Exactly reproduce the lines from the one containing "of the shirt" through the last line of the data, both ends included, leaving out pictures.

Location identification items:
>> START

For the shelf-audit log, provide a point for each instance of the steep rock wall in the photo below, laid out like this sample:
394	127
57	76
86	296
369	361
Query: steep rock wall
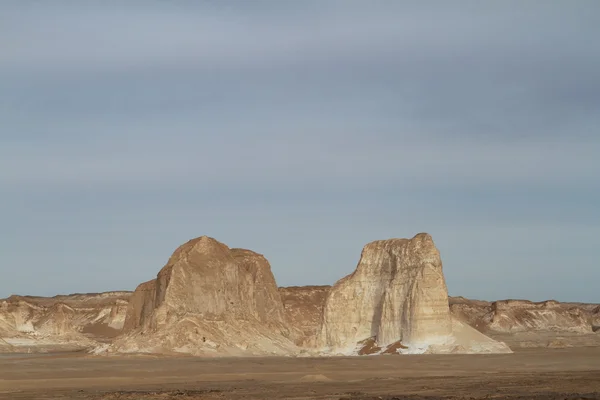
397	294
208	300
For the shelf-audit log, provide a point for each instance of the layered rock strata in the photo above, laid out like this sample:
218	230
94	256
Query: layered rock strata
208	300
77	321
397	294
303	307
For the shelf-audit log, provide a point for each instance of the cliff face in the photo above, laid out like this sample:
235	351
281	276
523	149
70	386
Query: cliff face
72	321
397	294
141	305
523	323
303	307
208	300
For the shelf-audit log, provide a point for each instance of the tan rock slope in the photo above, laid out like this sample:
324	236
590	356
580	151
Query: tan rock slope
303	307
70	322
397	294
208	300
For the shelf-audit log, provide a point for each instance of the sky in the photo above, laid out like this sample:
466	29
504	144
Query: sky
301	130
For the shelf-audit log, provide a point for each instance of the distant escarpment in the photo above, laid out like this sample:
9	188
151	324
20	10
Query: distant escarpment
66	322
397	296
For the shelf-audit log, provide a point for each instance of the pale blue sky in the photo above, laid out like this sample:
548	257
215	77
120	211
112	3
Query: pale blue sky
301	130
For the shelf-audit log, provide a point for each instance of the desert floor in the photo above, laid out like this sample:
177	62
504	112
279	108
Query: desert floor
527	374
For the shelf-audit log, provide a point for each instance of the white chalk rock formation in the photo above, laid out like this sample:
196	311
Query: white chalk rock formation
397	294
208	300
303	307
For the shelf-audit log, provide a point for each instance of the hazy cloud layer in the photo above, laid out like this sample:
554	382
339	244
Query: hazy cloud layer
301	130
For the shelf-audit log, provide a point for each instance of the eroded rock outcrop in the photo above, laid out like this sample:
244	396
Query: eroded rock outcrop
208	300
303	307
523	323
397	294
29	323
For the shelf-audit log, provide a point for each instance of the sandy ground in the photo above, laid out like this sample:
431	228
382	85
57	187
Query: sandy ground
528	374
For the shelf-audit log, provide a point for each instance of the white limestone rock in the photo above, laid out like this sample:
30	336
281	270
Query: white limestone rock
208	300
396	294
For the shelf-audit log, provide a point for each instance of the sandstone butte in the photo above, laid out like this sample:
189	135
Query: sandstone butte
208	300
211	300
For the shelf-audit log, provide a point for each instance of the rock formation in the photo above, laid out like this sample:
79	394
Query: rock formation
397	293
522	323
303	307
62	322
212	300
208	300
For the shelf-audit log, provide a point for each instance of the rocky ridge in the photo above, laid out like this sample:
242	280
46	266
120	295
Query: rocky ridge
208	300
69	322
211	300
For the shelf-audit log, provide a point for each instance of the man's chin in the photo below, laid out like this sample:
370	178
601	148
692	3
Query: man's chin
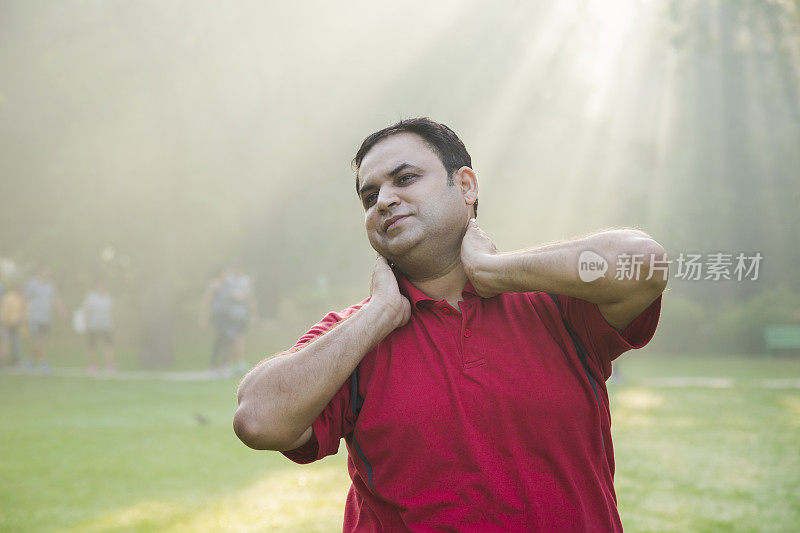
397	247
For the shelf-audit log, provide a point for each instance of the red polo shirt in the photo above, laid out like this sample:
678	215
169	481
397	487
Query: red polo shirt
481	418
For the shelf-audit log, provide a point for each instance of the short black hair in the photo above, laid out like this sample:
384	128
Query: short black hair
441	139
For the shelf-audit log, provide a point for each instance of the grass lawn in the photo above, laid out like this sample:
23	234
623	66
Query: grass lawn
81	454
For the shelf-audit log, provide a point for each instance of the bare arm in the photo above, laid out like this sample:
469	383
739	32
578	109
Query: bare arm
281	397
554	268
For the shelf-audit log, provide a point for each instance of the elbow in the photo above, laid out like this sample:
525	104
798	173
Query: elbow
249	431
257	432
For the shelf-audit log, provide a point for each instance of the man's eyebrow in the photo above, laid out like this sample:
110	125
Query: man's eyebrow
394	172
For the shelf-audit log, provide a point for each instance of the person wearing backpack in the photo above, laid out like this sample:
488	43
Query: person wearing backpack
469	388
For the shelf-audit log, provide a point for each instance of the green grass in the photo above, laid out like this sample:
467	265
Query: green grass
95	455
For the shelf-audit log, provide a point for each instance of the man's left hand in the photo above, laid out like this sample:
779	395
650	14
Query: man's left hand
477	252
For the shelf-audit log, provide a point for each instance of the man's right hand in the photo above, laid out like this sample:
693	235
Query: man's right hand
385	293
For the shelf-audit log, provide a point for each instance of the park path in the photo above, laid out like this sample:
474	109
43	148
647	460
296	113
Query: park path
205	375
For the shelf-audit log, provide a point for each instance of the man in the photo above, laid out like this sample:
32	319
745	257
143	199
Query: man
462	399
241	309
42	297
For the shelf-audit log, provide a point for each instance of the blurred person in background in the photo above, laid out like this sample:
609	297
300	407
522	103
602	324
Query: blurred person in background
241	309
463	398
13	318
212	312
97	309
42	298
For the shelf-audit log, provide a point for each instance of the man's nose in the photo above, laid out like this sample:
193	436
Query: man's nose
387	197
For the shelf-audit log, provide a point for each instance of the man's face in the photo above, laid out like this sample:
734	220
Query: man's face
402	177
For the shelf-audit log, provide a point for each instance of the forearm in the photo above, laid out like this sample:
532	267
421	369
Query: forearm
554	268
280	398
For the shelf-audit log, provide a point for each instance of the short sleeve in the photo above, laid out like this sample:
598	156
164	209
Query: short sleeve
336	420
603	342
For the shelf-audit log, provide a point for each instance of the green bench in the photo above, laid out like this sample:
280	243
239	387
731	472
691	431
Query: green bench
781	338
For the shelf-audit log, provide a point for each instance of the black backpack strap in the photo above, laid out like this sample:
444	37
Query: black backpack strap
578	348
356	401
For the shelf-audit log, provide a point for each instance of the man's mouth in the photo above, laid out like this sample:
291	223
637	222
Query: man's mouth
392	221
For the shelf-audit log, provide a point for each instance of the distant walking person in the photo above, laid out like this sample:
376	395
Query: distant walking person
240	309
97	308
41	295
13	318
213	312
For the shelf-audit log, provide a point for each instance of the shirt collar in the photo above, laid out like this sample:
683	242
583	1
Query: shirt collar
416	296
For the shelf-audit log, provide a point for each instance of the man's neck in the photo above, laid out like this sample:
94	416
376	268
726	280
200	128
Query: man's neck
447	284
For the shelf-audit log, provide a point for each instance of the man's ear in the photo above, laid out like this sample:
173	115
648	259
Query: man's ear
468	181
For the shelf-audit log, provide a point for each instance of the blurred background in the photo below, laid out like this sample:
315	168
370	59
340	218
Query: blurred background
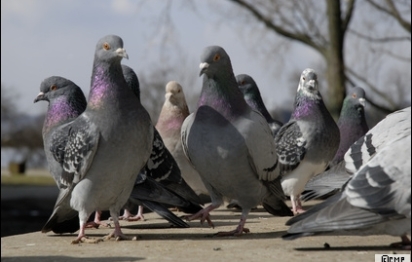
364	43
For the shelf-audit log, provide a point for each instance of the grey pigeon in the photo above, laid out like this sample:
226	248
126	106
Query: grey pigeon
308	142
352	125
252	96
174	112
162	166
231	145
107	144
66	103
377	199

>> END

Exercise response:
For the shelf-audit log, provide a point for each instance of the shirt collar in the photo above, laid out like this sample:
683	242
583	1
Query: shirt collar
416	296
For the shelf-audit log, provide a point for each instance of the man's neck in the photo above, laid out like this sample:
94	416
376	268
726	280
200	128
Query: man's neck
447	284
For the shelf-audit log, provide a point for each instance of the man's ear in the photo above, laid out like this sample:
173	115
648	259
Query: man's ear
468	181
For the shelf-audit log, provide a point for each instance of the blurred background in the photo below, laid out like this sample:
315	168
370	59
340	218
Query: blurred background
364	43
For the shelf-audit log, provide a point for each instance of the grey pigeon in the photo above, laid out like this sample:
226	248
126	106
Query: grey pigeon
308	142
352	125
252	96
174	112
162	166
231	145
107	144
66	103
377	199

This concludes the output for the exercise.